▶ [Exercise 1] In the notebook on assigning users to network nodes, under which keys of the topology file are the access nodes found?
▶ [Exercise 2] Pick up the notebook on assigning users to network nodes right after its last line and write the code that comes next.

In [None]:
import pandas as pd
import os
import numpy as np
import json
import sys
from tqdm import tqdm
from geopy.distance import geodesic 

# system setup
user_info_filename = "user_fix.csv"
trace_info_filename = "traces_fix.csv"

# node config filename
topology_filename = "topology.json"

## 1 Preprocess User info data

#### 1.1 load user
load user and filter out users with no country info

In [None]:
# load user info

user_df = pd.read_csv(user_info_filename)
trace_df = pd.read_csv(trace_info_filename)
print(user_df.columns)
print(trace_df.columns)

user_df = pd.merge(user_df, trace_df, on='user_id', how='inner')
print(len(user_df))

#### 1.2 split user to different node

In [None]:
topology_json = ""
with open(topology_filename) as json_file:
    topology_json = json.load(json_file)

access_nodes = topology_json["topology"]["layer-2"]
print(access_nodes)


#### 1.3 allocate user to node

In [None]:
def calculate_distance(row, nodes, prog_bar):
    min_distance = 1000000000000000000
    min_idx = 0
    for idx, node in enumerate(nodes):
        user_coords = (row['lat'], row['lng'])
        node_coords = node["location"]
        distance = geodesic(user_coords, node_coords)
        if distance < min_distance:
            min_distance = distance
            min_idx = idx
    
    nodes[min_idx]["users_id"].append(row["user_id"])
    prog_bar.update(1)

progress_bar = tqdm(user_df.iterrows(), total=len(user_df))

for node in access_nodes: 
    node["users_id"] = []

user_df['distances'] = user_df.apply(calculate_distance, axis=1, nodes=access_nodes, prog_bar=progress_bar)

## 2 Extract node trace

#### 2.1 allocate trace to node

In [None]:
trace_split_result = {}

for node in access_nodes:
    node_name = node["name"]
    users_id = node["users_id"]
    
    mask = trace_df["user_id"].isin(users_id)

▶ [Provided data]
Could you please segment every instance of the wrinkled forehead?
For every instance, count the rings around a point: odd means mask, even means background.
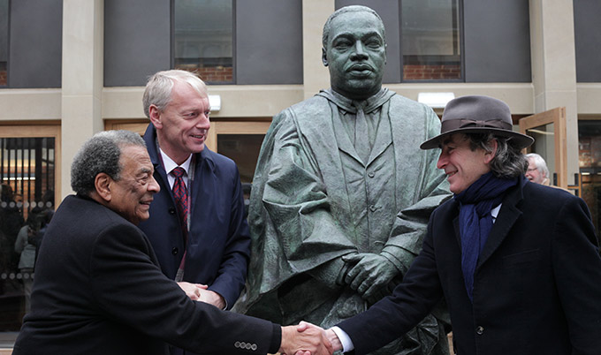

▶ [Expected output 1] Under "topology" and then "layer-2".

▶ [Expected output 2]
    
    filtered_trace_df = trace_df[mask].reset_index()
    
    # save result
    trace_split_result[node_name] = filtered_trace_df

for name, trace in trace_split_result.items():
    print(name)
    print(trace)

#### 2.2 split to each node

In [None]:
# doing aisa node
# maximum trace line 10000
# maximum container number 10
max_line = 10000
max_container = 20

for node_name, node_traces in trace_split_result.items():
    # asia-node
    traces_size = len(node_traces)
    print(node_name, " with trace size ", traces_size)
    container_num = traces_size // max_line
    if container_num <= 0:
        container_num = 1
    elif container_num > 20:
        container_num = 20

    print(node_name, " with container number ", container_num)
    # split traces
    split_dfs = [node_traces.iloc[i::container_num] for i in range(container_num)]
    output_dir = "./dataset/" + node_name
    os.makedirs(output_dir, exist_ok=True)

    for idx, df in enumerate(split_dfs):
        output_filename = output_dir + "/" + "trace-%d" %idx
        df.to_csv(output_filename)